__PAGE EXCERPT__:
■ ■ ■
(This is an older SID, its original PDF can be found here)
Martin Odersky
October 1, 2009
The Problem
Arrays have turned out to be one of the trickiest concepts to get right in Scala. This has mostly to do with very hard constraints that clash with what’s desirable. On the one hand, we want to use arrays for interoperation with Java, which means that they need to have the same representation as in Java. This low-level representation is also useful to get high performance out of arrays. But on the other hand, arrays in Java are severely limited.
First, there’s actually not a single array type representation in Java but
nine different ones: One representation for arrays of reference type and
another eight for arrays of each of the primitive types byte
, char
,
short
, int
, long
, float
, double
, and boolean
. There is no common
type for these different representations which is more specific than just
java.lang.Object
, even though there are some reflective methods to deal with
arrays of arbitrary type in java.lang.reflect.Array
. Second, there’s no way
to create an array of a generic type; only monomorphic array creations are
allowed. Third, the only operations supported by arrays are indexing, updates,
and get length.
Contrast this with what we would like to have in Scala: Arrays should slot
into the collections hierarchy, supporting the hundred or so methods that are
defined on sequences. And they should certainly be generic, so that one can
create an Array[T]
where T
is a type variable.
The Past
How to combine these desirables with the representation restrictions imposed
by Java interoperability and performance? There’s no easy answer, and I
believe we got it wrong the first time when we designed Scala. The Scala
language up to 2.7.x “magically” wrapped and unwrapped arrays when required in
a process called boxing and unboxing, similarly to what is done to treat
primitive numeric types as objects. “Magically” means: the compiler generated
code to do so based on the static types of expressions. Additional magic made
generic array creation work. An expression like new Array[T]
where T
is a type
parameter was converted to new BoxedAnyArray[T]
. BoxedAnyArray
was a special
wrapper class which changed its representation depending on the type of the
concrete Java array to which it was cast. This scheme worked well enough for
most programs but the implementation “leaked” for certain combinations of type
tests and type casts, as well as for observing uninitialized arrays. It also
could lead to unexpectedly low performance. Some of the problems have been
described by David MacIver [1] and Matt Malone [2].
Boxed arrays were also unsound when combined with covariant collections. In summary, the old array implementation technique was problematic because it was a leaky abstraction that was complicated enough so that it would be very tedious to specify where the leaks were to be expected.
■ ■ ■
__GIVEN DATA__:
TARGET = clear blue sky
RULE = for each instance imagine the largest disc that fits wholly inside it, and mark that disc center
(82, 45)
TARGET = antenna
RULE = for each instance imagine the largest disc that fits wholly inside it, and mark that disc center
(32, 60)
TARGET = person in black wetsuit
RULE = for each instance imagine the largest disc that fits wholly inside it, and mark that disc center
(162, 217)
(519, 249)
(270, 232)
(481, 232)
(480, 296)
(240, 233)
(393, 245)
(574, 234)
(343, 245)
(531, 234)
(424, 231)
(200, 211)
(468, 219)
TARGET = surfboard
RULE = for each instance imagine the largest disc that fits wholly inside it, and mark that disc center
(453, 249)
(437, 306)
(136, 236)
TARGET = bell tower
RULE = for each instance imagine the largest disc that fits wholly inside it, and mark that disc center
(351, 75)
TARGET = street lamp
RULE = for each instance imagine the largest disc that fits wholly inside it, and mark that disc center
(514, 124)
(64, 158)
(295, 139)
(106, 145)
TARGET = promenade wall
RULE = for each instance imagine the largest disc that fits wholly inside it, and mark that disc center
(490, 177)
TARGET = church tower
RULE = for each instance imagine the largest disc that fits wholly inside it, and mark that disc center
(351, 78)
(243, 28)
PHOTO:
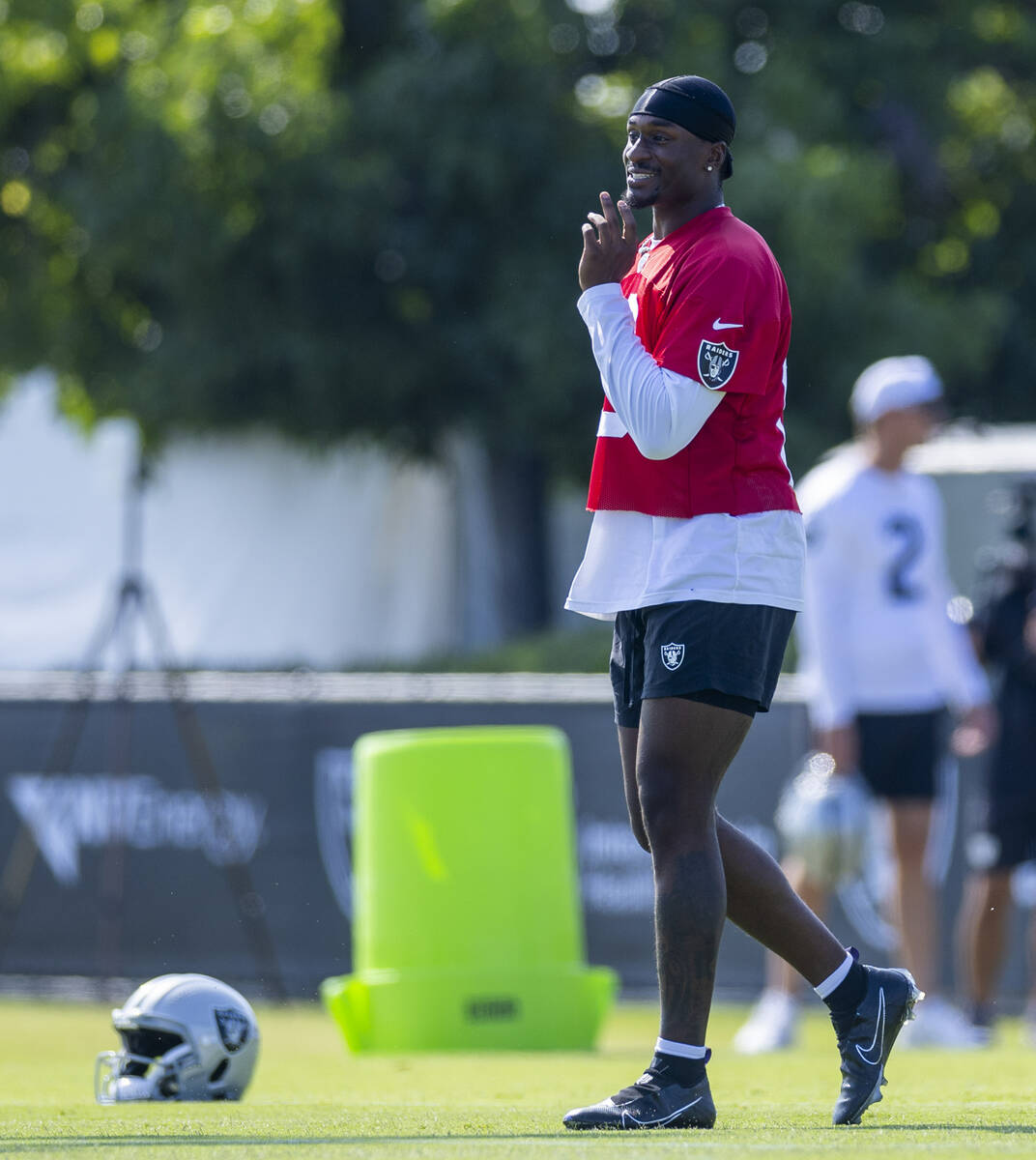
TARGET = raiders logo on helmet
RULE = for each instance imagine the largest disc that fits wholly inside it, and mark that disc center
(233, 1028)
■ ■ ■
__WORK INSTRUCTIONS__:
[1] Do these statements agree with the Scala arrays page? For each, answer yes or no and quote the deciding words from the page.
(a) Scala arrays need the same representation as Java arrays so that they can interoperate with Java.
(b) Boxed arrays were sound when combined with covariant collections.
(c) The low-level array representation helps arrays reach high performance.
[2] Can you copy the part of the Scala arrays page starting at "Contrast this with" and ending at "a type variable."?

__PROBLEM SOLUTIONS__:
[1]
(a) Yes: "we want to use arrays for interoperation with Java, which means that they need to have the same representation as in Java"
(b) No: "Boxed arrays were also unsound when combined with covariant collections."
(c) Yes: "This low-level representation is also useful to get high performance out of arrays."

[2]
Contrast this with what we would like to have in Scala: Arrays should slot
into the collections hierarchy, supporting the hundred or so methods that are
defined on sequences. And they should certainly be generic, so that one can
create an Array[T]
where T
is a type variable.